_DOCUMENT SEGMENT_
○ ○ ○
Yeah, we were. And get a load of this, from Cambridge Alumni Magazine (#65 Lent, p. 32):
Paleobiologist Professor Simon Conway Morris says that examination of the fossil evidence demands a radical rewriting of evolution.
Stephen Wilson, “Rethinking evolution,” Cambridge Alumni Magazine
, 2012, no.65, p.32-35.
Remember, this guy isn’t poison yet because he doesn’t agree that there is evidence for design in nature. But he says,
The idea is this: that convergence – the tendency of very different organisms to evolve similar solutions to biological problems – is not just part of evolution, but a driving force. To say this is an unconventional view would be something of an understatement. To start with an example of convergence (itself an astonishing phenomenon), take the “camera eye” – an eye comprising a lens suspended between two fluid-filled chambers, and the kind of eye which you are using to read this feature.
“If you go to the octopus and, if you’re not too squeamish, dissect it, you’ll find that it has a camera eye which is remarkably similar to our own,” says Conway Morris. “And yet we know that the octopus belongs to an invertebrate group called the cephalopod molluscs, evolutionarily very distant indeed from the chordates to which we belong.
“The common ancient ancestor of molluscs and chordates could not possibly have possessed a camera eye, so quite clearly they have evolved independently. The solution has been arrived at by completely different routes.” Or, in other words, evolution has converged on a solution.
Most biologists agree that convergence is a common occurrence; but Conway Morris goes a step further, believing that evolution converges on the best possible solution, rather than on a best fit, random solution (leading many commentators to accuse him of being a creationist – something he finds amusing, but says is rubbish).
“It all comes down to not whether convergence takes place, but whether it means anything. I think it does, not least because when thinking about the combinatorial possibilities, the numbers of things [biological solutions] that ought to work is ridiculously large, whereas we seem to find that the number of things that actually work is surprisingly small – a very small fraction of all possibilities.”
Conway Morris’d be safer as a design guy. He’d have friends.
○ ○ ○
Data extracted from a collection:
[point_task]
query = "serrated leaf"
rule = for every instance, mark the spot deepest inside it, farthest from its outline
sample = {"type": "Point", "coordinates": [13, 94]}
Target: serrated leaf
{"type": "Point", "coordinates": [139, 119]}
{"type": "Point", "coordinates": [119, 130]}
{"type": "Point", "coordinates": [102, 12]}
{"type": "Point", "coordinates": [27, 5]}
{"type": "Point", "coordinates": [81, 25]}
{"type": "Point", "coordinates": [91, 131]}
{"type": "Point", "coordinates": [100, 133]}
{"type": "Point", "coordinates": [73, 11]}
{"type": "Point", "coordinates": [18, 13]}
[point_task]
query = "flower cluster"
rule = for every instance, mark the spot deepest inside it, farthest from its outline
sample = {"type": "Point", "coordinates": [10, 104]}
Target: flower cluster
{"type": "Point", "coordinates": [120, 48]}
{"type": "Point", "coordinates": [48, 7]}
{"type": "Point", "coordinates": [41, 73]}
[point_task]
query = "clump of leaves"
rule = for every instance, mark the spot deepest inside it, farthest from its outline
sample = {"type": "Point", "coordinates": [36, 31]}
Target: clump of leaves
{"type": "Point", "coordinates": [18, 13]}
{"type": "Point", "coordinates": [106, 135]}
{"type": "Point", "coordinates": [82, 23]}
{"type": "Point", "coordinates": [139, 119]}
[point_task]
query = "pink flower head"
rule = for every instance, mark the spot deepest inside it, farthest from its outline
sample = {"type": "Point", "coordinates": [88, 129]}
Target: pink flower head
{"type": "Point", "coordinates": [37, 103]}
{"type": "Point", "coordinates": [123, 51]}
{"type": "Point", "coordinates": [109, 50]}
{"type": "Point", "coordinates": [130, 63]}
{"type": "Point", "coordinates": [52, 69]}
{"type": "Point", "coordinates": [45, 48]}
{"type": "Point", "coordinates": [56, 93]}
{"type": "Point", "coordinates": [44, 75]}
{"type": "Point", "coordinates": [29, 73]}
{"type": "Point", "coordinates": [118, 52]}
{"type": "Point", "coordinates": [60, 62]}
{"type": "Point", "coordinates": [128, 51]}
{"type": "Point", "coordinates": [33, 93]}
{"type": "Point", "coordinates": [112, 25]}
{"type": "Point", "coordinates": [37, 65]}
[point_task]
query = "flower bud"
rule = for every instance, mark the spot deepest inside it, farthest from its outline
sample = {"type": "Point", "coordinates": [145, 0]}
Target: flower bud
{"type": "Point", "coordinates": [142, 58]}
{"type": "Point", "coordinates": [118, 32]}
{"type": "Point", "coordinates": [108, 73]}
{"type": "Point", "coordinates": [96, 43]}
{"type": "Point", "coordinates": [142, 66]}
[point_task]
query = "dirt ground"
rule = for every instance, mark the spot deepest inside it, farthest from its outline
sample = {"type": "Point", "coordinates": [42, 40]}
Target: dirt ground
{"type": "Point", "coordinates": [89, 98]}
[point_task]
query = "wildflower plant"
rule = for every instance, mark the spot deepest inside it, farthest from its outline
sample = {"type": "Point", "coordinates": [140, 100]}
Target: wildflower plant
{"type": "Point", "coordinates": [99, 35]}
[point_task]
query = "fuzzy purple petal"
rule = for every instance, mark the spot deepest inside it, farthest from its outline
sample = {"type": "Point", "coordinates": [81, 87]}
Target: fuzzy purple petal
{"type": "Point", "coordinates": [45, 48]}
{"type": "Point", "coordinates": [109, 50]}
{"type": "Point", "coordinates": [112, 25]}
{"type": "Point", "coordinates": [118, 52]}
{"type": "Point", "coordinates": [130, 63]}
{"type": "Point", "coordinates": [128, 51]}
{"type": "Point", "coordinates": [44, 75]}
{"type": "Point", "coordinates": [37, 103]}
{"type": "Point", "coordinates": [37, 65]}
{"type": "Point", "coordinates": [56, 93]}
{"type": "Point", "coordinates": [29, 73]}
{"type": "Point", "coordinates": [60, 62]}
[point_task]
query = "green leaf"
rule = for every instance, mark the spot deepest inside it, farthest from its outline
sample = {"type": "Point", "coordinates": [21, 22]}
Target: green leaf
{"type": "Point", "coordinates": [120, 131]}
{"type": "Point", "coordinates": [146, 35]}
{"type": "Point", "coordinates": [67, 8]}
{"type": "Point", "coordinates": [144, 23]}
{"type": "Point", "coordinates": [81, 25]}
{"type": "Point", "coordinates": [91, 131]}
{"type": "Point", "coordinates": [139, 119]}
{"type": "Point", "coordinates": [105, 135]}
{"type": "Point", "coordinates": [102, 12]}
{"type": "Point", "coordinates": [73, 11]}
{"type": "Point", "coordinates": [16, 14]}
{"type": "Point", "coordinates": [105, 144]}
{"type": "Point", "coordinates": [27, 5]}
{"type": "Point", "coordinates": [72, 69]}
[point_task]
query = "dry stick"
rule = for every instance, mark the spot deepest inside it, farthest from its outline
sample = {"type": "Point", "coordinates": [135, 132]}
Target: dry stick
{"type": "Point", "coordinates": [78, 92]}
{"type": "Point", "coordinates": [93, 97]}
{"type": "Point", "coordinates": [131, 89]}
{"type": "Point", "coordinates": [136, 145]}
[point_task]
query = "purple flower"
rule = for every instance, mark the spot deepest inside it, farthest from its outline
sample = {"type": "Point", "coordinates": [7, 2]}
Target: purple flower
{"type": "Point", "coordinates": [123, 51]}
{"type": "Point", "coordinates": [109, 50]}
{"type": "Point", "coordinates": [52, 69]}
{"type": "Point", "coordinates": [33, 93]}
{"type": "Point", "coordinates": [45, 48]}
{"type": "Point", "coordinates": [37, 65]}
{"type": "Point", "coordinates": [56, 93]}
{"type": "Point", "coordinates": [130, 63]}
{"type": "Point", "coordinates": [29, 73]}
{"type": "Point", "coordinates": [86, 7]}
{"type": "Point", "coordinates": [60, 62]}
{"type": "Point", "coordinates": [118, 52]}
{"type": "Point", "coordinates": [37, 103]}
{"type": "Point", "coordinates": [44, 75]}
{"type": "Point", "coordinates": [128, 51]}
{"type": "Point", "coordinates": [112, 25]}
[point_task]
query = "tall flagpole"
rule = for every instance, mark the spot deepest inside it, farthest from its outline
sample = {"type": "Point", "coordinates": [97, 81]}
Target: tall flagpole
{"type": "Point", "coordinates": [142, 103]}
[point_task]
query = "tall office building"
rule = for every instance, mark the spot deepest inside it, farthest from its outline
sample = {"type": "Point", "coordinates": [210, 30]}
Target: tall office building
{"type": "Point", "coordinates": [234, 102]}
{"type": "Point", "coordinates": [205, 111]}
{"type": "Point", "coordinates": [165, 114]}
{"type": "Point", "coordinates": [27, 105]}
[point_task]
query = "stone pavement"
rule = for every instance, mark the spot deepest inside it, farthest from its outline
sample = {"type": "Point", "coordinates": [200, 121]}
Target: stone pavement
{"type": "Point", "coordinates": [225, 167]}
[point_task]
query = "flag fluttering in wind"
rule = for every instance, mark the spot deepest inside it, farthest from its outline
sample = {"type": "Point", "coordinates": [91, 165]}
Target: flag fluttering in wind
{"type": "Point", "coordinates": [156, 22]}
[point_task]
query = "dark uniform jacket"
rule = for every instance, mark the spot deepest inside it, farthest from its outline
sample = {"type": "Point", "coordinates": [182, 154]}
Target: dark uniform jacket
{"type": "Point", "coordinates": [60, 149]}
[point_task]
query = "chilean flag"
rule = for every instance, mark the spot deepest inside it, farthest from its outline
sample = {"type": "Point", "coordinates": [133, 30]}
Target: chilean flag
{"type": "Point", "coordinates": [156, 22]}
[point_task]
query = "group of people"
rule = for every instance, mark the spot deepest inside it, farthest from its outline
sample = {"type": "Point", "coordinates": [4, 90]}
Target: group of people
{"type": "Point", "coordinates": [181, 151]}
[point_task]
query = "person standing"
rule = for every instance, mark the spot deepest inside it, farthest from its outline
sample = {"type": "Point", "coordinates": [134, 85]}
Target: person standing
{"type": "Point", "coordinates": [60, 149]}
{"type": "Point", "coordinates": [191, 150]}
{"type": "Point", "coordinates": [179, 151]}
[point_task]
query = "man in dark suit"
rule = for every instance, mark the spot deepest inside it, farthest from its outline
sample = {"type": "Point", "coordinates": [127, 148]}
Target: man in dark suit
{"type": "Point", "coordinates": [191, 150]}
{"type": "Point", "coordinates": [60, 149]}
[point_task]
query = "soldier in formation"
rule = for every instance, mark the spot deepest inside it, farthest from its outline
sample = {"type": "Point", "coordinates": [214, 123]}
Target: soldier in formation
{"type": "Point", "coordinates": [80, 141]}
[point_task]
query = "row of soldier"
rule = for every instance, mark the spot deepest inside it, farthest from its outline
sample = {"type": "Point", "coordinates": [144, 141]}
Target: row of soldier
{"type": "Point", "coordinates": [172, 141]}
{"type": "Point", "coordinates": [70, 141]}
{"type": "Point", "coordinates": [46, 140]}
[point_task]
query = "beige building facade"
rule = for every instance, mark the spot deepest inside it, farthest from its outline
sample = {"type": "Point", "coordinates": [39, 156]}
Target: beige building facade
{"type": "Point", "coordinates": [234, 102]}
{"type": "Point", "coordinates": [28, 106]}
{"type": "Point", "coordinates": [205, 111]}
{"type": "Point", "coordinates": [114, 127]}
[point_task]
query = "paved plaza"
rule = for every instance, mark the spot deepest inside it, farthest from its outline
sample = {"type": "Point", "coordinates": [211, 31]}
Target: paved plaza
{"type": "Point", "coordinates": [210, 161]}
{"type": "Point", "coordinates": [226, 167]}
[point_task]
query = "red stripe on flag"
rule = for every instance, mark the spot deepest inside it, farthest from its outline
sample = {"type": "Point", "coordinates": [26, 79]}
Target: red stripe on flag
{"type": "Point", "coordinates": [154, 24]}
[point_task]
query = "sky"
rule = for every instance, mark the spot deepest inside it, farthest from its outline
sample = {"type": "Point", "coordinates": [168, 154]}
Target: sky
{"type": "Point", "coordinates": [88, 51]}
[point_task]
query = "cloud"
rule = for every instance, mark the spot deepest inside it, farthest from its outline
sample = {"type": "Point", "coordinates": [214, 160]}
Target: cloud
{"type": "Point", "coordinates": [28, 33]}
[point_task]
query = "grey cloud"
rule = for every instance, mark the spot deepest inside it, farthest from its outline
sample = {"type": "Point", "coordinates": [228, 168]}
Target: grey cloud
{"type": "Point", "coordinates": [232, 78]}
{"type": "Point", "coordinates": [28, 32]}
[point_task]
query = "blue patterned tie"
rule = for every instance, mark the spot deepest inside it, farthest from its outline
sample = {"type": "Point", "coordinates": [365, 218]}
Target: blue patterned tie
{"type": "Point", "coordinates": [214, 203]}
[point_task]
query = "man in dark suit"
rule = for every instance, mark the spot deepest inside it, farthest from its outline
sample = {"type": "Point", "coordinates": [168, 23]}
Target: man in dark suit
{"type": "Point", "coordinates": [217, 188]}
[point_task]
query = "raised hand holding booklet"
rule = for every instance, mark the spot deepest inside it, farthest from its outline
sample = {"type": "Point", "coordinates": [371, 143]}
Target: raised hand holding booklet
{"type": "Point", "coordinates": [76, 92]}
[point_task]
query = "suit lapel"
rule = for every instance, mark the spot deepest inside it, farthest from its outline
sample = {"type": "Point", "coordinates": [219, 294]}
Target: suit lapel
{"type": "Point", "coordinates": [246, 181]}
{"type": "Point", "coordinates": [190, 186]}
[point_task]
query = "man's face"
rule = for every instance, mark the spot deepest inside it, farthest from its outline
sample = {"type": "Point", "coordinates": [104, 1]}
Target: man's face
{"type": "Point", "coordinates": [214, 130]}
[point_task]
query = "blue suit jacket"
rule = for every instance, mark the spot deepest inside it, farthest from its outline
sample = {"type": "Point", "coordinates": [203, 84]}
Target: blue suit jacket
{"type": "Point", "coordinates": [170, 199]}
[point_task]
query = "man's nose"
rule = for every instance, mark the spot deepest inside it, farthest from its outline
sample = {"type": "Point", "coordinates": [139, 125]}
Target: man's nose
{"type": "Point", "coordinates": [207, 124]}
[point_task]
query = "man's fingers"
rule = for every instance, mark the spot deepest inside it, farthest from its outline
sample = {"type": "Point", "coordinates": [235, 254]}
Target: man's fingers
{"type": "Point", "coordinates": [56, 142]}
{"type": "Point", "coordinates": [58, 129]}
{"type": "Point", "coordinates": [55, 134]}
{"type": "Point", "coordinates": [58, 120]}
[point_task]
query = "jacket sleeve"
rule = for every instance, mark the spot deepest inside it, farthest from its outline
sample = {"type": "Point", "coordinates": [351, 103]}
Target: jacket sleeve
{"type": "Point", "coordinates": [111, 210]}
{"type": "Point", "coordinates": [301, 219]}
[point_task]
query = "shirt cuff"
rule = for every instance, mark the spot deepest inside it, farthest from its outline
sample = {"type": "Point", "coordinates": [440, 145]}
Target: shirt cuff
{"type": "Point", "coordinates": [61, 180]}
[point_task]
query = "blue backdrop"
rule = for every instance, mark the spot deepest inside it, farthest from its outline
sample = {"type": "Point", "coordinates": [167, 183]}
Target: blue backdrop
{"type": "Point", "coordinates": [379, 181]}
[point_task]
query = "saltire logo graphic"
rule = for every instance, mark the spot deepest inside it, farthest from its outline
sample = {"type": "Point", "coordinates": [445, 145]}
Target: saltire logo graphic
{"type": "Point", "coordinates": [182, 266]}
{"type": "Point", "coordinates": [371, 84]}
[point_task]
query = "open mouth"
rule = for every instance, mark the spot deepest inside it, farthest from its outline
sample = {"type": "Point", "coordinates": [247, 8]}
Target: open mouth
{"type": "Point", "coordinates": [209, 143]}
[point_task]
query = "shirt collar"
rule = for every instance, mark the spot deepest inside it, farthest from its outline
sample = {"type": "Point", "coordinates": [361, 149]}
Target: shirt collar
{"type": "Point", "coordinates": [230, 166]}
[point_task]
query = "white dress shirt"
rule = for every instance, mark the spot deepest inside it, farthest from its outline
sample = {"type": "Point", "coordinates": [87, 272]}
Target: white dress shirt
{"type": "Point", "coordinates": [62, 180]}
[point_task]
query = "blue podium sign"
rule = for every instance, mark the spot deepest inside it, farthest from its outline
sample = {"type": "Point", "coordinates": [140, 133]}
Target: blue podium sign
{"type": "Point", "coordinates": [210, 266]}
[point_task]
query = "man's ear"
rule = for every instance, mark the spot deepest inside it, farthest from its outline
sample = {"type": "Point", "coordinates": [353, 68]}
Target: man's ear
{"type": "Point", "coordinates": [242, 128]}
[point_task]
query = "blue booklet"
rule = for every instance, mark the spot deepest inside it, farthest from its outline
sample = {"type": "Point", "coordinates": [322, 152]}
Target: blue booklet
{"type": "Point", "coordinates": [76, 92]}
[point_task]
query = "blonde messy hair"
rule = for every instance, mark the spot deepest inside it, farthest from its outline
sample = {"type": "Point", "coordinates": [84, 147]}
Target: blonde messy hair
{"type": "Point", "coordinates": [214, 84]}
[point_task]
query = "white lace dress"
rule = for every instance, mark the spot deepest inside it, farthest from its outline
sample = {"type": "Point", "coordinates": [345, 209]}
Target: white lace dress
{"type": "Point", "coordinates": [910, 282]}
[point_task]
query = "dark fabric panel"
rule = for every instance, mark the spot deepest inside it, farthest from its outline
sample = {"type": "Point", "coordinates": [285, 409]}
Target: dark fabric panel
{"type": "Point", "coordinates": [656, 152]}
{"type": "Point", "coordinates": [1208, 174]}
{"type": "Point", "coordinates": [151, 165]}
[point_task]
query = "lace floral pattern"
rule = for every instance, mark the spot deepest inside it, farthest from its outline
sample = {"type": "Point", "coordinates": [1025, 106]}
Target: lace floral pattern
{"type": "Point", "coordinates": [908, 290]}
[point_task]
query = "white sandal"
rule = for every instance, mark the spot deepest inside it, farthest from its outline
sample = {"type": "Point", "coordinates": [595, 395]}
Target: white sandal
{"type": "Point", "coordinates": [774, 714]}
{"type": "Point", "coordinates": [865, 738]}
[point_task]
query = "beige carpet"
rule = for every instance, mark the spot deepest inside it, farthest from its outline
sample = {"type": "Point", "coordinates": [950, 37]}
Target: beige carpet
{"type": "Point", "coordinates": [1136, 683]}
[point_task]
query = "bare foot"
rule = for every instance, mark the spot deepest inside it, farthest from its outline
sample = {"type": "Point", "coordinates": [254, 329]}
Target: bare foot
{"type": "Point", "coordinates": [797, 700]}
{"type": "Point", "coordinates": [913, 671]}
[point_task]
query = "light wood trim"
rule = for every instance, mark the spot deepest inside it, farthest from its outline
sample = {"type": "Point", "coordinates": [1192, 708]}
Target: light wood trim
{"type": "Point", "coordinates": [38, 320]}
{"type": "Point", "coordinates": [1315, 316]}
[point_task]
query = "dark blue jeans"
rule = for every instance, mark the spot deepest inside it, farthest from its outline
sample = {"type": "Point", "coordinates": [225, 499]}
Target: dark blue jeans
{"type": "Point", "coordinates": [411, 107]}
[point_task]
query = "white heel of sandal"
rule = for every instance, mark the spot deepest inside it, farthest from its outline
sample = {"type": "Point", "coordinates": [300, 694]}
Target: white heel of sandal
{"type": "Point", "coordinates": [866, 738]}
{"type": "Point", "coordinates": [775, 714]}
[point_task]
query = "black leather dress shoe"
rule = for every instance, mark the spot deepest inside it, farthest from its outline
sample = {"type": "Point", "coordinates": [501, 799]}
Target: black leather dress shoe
○ ○ ○
_EXERCISE OBJECTIVE_
According to the excerpt on convergent evolution, which invertebrate group does the octopus belong to?

_SOLUTION BELOW_
The cephalopod molluscs.